● **WRITTEN PROBLEM**:
Collect each line in the listing that contains the string "jacket". Case counts.

⟨

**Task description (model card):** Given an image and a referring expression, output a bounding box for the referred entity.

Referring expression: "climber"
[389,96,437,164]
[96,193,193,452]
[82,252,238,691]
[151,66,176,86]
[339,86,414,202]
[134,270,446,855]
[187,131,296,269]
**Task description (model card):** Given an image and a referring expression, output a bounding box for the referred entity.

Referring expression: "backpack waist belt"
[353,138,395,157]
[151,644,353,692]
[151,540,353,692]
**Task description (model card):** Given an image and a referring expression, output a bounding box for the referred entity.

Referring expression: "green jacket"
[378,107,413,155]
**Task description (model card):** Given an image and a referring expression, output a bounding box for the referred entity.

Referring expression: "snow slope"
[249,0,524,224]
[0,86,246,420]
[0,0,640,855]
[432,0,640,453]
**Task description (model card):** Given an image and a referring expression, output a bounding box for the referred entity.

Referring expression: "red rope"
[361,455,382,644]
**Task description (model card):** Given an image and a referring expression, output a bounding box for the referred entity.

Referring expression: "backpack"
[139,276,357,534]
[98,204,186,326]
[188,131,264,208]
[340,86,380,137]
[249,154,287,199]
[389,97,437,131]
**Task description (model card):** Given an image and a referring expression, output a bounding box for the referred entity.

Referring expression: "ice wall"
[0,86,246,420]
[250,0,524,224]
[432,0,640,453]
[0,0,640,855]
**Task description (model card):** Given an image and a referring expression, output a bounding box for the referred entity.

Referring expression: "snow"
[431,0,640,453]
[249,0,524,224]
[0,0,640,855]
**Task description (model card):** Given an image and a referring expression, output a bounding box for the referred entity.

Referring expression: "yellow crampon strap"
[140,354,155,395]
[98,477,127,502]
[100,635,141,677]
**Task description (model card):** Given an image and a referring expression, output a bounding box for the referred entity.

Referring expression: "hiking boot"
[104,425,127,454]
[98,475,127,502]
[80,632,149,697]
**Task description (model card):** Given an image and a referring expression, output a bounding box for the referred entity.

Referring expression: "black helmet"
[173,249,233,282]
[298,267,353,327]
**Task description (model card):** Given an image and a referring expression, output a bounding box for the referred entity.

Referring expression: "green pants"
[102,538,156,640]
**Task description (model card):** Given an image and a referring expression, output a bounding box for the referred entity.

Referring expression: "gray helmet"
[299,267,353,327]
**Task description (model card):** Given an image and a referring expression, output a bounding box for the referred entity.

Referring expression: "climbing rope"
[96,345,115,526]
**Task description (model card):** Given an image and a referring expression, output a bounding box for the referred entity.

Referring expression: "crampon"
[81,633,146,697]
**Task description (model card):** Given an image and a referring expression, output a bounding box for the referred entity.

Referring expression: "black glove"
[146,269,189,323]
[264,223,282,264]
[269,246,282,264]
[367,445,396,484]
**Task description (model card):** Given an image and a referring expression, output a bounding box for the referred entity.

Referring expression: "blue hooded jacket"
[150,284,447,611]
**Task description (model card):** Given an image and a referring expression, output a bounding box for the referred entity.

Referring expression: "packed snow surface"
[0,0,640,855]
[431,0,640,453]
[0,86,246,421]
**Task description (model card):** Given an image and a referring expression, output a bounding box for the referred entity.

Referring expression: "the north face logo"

⟩

● **ANSWER TO THE PROBLEM**:
Referring expression: "green jacket"
Referring expression: "blue hooded jacket"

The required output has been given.